▸ **Texte fourni**

----------

La mère originale : Anne Hébert, fiction et filiation littéraire
Face à la perte de Nicole, l’autre mère s’impose : Anne Hébert. Elle n’est pas née de la chair, mais de la lecture. Elle n’a pas porté l’autrice, mais elle l’a élevée dans la langue. Hébert n’est pas seulement un modèle littéraire ; elle est une incarnation. Peyrouse parle d’elle comme d’un corps :
« J’aimerais être ta complice. Que tu m’adoptes. Carrément. Pourtant, j’ai une maman. Tu serais une autre mère. Tu es une autre mère. Une autre Anne. »
C’est là que la distinction prend tout son sens : Nicole fait naître le corps, Anne fait naître l’écriture. L’une ancre, l’autre élève. L’une rappelle le passé, l’autre ouvre l’avenir.
Une hybridité comme archipel
Il y a dans ce livre un courant sous-jacent : celui de l’hybridité. Pas seulement entre les genres, prose et poésie, mais entre les mondes. C’est un livre-fracture, un texte-faille où cohabitent la Camargue de Nicole et les brumes de l’écriture d’Hébert, le Québec et la France, le réel et la fiction, le corps et le texte.
Cette façon de tresser plusieurs voix dans une même page me rappelle Édouard Glissant et sa notion de « relation ». Comme lui, Peyrouse ne cherche pas l’origine pure, mais le mouvement : elle vit dans la multiplicité, dans les racines entremêlées. C’est ce que Glissant appelait « le droit à l’opacité » : ne pas tout expliquer, juste coexister dans la complexité.

----------

▸ **Données fournies**
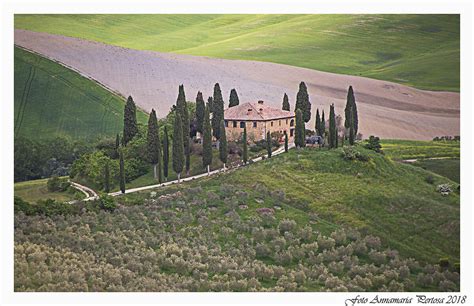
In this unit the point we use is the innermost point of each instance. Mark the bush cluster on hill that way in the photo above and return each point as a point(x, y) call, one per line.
point(197, 240)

----------

▸ **Exercice court**
Recopiez fidèlement le passage du texte sur Anne Hébert qui commence à « Une hybridité comme » et se termine à « dans la complexité. ». La liste constitue un matériau à part, indépendant du texte.

▸ **Résultat attendu**
Une hybridité comme archipel
Il y a dans ce livre un courant sous-jacent : celui de l’hybridité. Pas seulement entre les genres, prose et poésie, mais entre les mondes. C’est un livre-fracture, un texte-faille où cohabitent la Camargue de Nicole et les brumes de l’écriture d’Hébert, le Québec et la France, le réel et la fiction, le corps et le texte.
Cette façon de tresser plusieurs voix dans une même page me rappelle Édouard Glissant et sa notion de « relation ». Comme lui, Peyrouse ne cherche pas l’origine pure, mais le mouvement : elle vit dans la multiplicité, dans les racines entremêlées. C’est ce que Glissant appelait « le droit à l’opacité » : ne pas tout expliquer, juste coexister dans la complexité.